## TASK STATEMENT
Please repeat the lines below word for word, starting at the line that contains "For this dataset, tag each instance of the arugula" and ending at the line that contains "124], [134, 102]]", with both of those lines included.

## RECORDS TO USE
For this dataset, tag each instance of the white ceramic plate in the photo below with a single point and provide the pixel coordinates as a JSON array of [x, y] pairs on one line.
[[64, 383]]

* * *

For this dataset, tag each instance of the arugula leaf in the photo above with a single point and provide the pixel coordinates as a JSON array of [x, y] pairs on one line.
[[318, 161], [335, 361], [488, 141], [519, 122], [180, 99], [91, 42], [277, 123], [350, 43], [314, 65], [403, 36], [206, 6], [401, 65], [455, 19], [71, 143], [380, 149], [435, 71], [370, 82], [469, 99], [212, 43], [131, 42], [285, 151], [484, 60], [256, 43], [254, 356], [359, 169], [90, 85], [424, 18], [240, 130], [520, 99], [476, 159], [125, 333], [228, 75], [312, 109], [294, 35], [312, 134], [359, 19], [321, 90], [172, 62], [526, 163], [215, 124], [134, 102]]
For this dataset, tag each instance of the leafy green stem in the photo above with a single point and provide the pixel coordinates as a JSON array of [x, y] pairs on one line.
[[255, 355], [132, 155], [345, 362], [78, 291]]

## SOLUTION FOR THIS PROBLEM
For this dataset, tag each instance of the arugula leaf in the photo above with a single point and provide the pixel coordinates as a JSON array of [x, y] pairs on one line.
[[318, 161], [335, 361], [488, 141], [519, 122], [180, 99], [91, 42], [277, 123], [350, 43], [314, 65], [403, 36], [206, 6], [401, 65], [455, 19], [71, 143], [380, 149], [435, 71], [370, 82], [469, 99], [212, 43], [131, 42], [285, 151], [484, 60], [256, 43], [254, 356], [359, 169], [90, 85], [424, 18], [240, 130], [520, 99], [476, 159], [125, 333], [228, 75], [312, 109], [294, 35], [312, 134], [359, 19], [321, 90], [172, 62], [526, 163], [215, 124], [134, 102]]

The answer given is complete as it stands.